### YOUR OBJECTIVE
Rewrite all of the records below, changing "one per instance" to "one for each instance" wherever it occurs and keeping everything else the same. Leave the pictures out of your answer.

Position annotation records
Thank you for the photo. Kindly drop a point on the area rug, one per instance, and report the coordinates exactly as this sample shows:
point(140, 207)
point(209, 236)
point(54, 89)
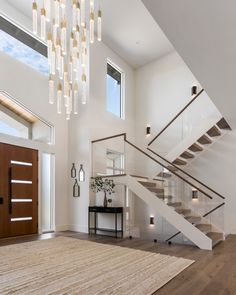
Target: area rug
point(71, 266)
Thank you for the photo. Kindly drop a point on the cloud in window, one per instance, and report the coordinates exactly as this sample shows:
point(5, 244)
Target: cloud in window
point(23, 53)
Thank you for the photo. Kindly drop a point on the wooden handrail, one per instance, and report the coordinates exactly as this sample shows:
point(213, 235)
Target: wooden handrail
point(109, 137)
point(211, 211)
point(189, 175)
point(185, 180)
point(187, 105)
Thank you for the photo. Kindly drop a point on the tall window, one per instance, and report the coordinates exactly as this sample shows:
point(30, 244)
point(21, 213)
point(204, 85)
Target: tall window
point(114, 91)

### SOLUTION BELOW
Thank you for the photo. Kindly drop a point on the area rug, one for each instance, and report the coordinates exactly as this sample shows:
point(140, 207)
point(209, 236)
point(54, 89)
Target: area rug
point(71, 266)
Thank you for the photo. Kindly drop a point on the cloud in window, one for each instance, and report the coordinates exactly as this sample shows:
point(5, 244)
Target: cloud in window
point(23, 53)
Thank you for the photo. Kindly drop a point on the wooden handrail, one for each instance, and report the coordinates exactly as this sample shows:
point(213, 235)
Target: wooden handrail
point(109, 137)
point(211, 211)
point(189, 175)
point(185, 180)
point(187, 105)
Thank you for the photo. Kindly drop a point on the tall window, one for each instance, and report the coordinates exactly as this sample shows:
point(30, 244)
point(21, 213)
point(204, 85)
Target: tall window
point(114, 91)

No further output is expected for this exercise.